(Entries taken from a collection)

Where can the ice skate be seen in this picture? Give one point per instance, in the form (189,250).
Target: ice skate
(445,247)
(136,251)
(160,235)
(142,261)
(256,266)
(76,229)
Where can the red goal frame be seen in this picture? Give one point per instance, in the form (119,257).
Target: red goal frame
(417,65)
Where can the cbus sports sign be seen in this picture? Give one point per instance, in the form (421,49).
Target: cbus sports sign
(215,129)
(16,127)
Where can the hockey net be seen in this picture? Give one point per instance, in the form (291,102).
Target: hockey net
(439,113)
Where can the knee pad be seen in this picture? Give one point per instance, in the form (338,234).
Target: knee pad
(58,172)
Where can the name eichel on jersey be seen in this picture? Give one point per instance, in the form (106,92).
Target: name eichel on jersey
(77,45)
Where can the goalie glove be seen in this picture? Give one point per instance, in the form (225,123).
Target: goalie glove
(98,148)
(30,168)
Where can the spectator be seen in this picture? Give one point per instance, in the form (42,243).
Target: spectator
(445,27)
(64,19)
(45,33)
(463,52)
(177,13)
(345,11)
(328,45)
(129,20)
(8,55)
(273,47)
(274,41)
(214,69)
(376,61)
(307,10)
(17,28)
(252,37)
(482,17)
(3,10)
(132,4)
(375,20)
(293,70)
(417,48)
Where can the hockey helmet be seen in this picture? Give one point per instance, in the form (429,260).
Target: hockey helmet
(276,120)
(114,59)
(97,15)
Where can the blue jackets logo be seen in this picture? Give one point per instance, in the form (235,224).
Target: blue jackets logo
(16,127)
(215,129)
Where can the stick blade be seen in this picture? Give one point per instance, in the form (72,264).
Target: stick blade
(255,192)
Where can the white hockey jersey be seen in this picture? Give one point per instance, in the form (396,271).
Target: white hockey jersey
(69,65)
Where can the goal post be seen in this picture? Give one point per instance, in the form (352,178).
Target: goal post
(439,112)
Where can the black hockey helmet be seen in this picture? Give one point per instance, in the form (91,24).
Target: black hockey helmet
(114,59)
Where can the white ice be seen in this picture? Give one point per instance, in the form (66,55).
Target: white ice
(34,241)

> _What to produce_
The expected output is the complete data, repeated exactly.

> _Answer for the task_
Where can the ice skate be seen in this picture? Give one point per instance, in the form (189,250).
Target: ice skate
(445,247)
(136,251)
(160,235)
(142,261)
(256,266)
(76,229)
Where can the red goal frame be seen in this picture? Give one point per instance, in the form (119,257).
Target: red goal frame
(417,65)
Where can the cbus sports sign be seen in this picture? Give one point per instance, in the form (421,49).
Target: cbus sports sign
(215,129)
(16,127)
Where can the hockey net be seen in this picture? Give one point per instance, in the form (291,102).
Target: hockey net
(439,113)
Where can the knee pad be seen in this picture? Give one point per instance, in the form (338,234).
Target: knee pad
(58,172)
Where can the name eichel on jersey be seen in this picture? Give one point per instance, in the form (106,92).
Target: name eichel on jersey
(77,45)
Where can the goalie glove be seen in this picture? Give one point per instance, in the form (225,123).
Target: goalie glove
(98,148)
(30,168)
Where can the spectator be seen in this picture? Give one point per instance, in the form (42,243).
Target: spectator
(445,27)
(64,19)
(45,33)
(463,52)
(177,13)
(345,11)
(328,45)
(129,20)
(8,55)
(273,47)
(274,41)
(214,69)
(376,61)
(307,10)
(17,28)
(252,37)
(482,17)
(3,10)
(132,4)
(375,20)
(293,70)
(417,48)
Where can the hockey helmet be seen in this picture? Give one point per instance, in the form (429,260).
Target: hockey helmet
(276,120)
(114,59)
(97,15)
Where can the blue jackets logo be seen in this picture? Give one point per instance, in the form (235,224).
Target: blue jackets logo
(16,127)
(215,129)
Where can the stick blade be seen in this picture? Give one point per instance, in the form (72,264).
Target: stick blade
(255,192)
Where can the white hockey jersey be seen in this picture? Give one point per instance, in the form (396,271).
Target: white hockey jersey
(69,65)
Where can the goal post be seen in this picture? Give one point per instance, in the form (352,178).
Target: goal post
(439,112)
Where can the black hockey helmet be seen in this picture? Give one point per instance, in the form (91,24).
Target: black hockey helmet
(114,59)
Where can the white ice be seen in this picture? Give one point per instance, in the form (66,55).
Target: white ice
(34,241)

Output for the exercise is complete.